*Bacaan*:
########

Beberapa minggu lalu, di tengah-tengah diskusi seputar pekerjaan, seorang rekan berkata, “Sepertinya gue harus update surat wasiat gue.”
Kami yang ada di diskusi itu mendadak diam. Kami kaget, menghela nafas, lalu mulai bertanya mengenai hal tersebut.
Beberapa hari sebelumnya, seorang teman bertanya ke saya, “Elo tahu pengacara atau notaris yang recommended? Gue mau mulai bikin surat wasiat. I don’t have much, tapi gue cuma pengen memastikan saja dalam bentuk tertulis, nantinya akan ke mana saja barang-barang gue ini.” Saya terdiam sejenak, sebelum menjawab kalau saya tidak tahu. Lalu kami membicarakan hal lain, yang tentunya tidak jauh seputar pandemi yang sedang menimpa kita semua ini.
Setelah finansial dan seks, ada satu hal lagi yang ternyata susah sekali untuk kita bicarakan secara terbuka, yaitu kematian. Susah, karena berat. Atau berat, karena susah? Either way, kematian bukanlah sebuah hal yang mudah untuk mulai dibicarakan. Terutama dalam lingkup keluarga, lingkup pertama kita tumbuh dan berkembang sebagai manusia.
Pembicaraan tentang kematian ini bergelanyut di benak saya akhir-akhir ini, terlebih di tengah masa pandemi sekarang. Semakin terhenyak saat saya membaca cuitan Beau Willimon, penulis dan kreator serial “House of Cards”, beberapa minggu lalu. Dia berkata, “We may experience a collective trauma unlike anything most of us have ever experienced … We must mentally and spiritually prepare for that trauma. When my father died last year, my family had weeks to prepare ourselves for the inevitable. That was crucial for us to manage healthy relationship with our grief. We must be thinking about that now – as a nation, as a global community – because all of us will be touched by tragedy in the months to come should the current estimated hold …”

########

*Bahan yang Ditampilkan*:

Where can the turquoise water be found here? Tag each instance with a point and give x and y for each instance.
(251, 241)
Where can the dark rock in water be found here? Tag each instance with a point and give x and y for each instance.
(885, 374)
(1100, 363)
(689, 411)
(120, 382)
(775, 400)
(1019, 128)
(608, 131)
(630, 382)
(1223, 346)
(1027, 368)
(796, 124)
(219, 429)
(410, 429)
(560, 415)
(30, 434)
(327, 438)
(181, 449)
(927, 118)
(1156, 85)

########

*Uraian Soal*:
Tentukan apakah tiap pernyataan berikut sesuai dengan bacaan tentang kematian. Jawab "ya" atau "tidak" untuk masing-masing, lalu kutip kata-kata dari bacaan yang menentukan jawabannya.
1. Seorang teman meminta rekomendasi pengacara atau notaris karena ingin membuat surat wasiat.
2. Penulis langsung menyebutkan nama seorang notaris kepada temannya.
3. Bacaan menyatakan bahwa kematian adalah hal yang mudah untuk mulai dibicarakan.

*Penyelesaian*:
1. Ya: "Elo tahu pengacara atau notaris yang recommended? Gue mau mulai bikin surat wasiat."
2. Tidak: "Saya terdiam sejenak, sebelum menjawab kalau saya tidak tahu."
3. Tidak: "kematian bukanlah sebuah hal yang mudah untuk mulai dibicarakan."